╭─ Source document

2017-09-28 Keycloak database backup failed
Date | 2017-09-28 |
Authors | Graham O'Regan (Unlicensed) |
Status | Complete |
Summary | A fault in the database server forced us to restore the data from backups. The application back ups worked as expected but their was a problem with the Keycloak database which prevented users logging in. |
Impact | Users could not login to the applications. |
Root Cause
The mysql.event table was corrupt which prevented updates to the databases from working correctly. Attempts to fix the table failed so the database server was rebuilt and the application backups were restored. There was a problem with the Keycloak database backup which appeared to restore without raising any errors but the application couldn't match client credentials which prevented users from logging in.
Trigger
We wanted to run the Consolidated ETL against TCS in production against the new National Dataware House SQL Server. We agreed to clear the existing data from the TCS database to ensure that the matched the new mirror exactly so the application was stopped, the database was dropped and recreated and the application was restarted. As the application booted up, it attempted to run the Flyway migrations to recreate the tables but the MySQL server through an error because of the corrupt event table.

╰─
╭─ Collected data

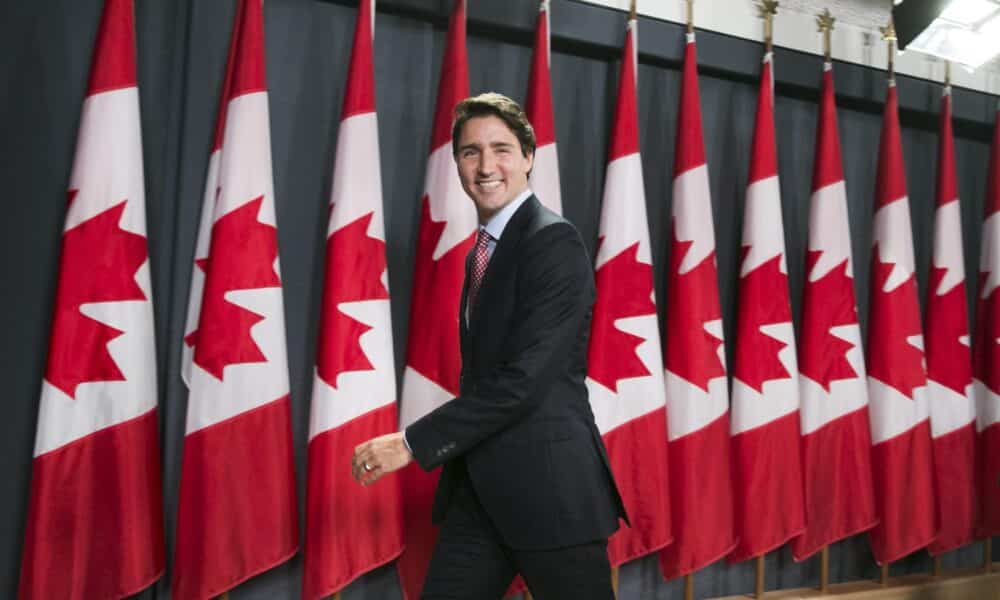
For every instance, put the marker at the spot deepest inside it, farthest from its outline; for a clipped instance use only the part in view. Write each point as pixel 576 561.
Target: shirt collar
pixel 498 222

╰─

List of tasks =>
**a.** List every field or section label that appears in the Keycloak incident report above, in the order given.
**b.** Carry the Keycloak incident report forward from its last sentence.

Results for the exercise =>
**a.** Date, Authors, Status, Summary, Impact, Root Cause, Trigger

**b.**
Resolution
First of all, the database server was rebuilt and the data restored from backups. Once that was complete, the Keycloak database from the old platform was used to restore the new platform and the application worked as expected.
Detection
Trying to restart the TCS application after clearing its database threw the exception raised by the database server and the application failed to start.
Action Items
Action Item | Type | Owner | Issue |
---|---|---|---|
Database backups should be changed to backup each database individually | mitigate | Fayaz Abdul (Unlicensed) | |
Backups should be tested nightly | mitigate | Fayaz Abdul (Unlicensed) Chris Mills (Unlicensed) | |
Application healthchecks should execute requests against all dependent services | mitigate | Alex Dobre (Unlicensed) |
Timeline
Sept 27th
15:30 Graham O'Regan (Unlicensed) Attempted to clear the TCS database and restart the application but it failed to start due to the currupt event table.
15:54 Graham O'Regan (Unlicensed) Let #dev know that he planned to restart the server out of hours
20:00 Graham O'Regan (Unlicensed) ran consistency checks and repairs against the database and restarted the process. The docker daemon on the application server was also restarted to refresh the application database connection pools.
22:00 After various attempts to drop individual databases, the database server was rebuilt and the data restored from backups.
23:00 Once the database was back up, the Revalidation and Concerns apps were tested to confirm that they were working.
23:05 The consolidation ETL was started, it failed quickly with authentication exceptions so an attempt was made to resolve the issue
23:45 The applications were left running but without the consolidated data for TCS only.
Sept 28th
5:30 The Revalidation ETL apptempted to run but failed due to authentication issues.
9:26 Alex Dobre (Unlicensed) confirmed that the requests were failing on the keycloak calls so that database.
10:02 Fayaz Abdul (Unlicensed) started a restore of the keycloak database from the old database server that had been decommisioned at the end of the previous week.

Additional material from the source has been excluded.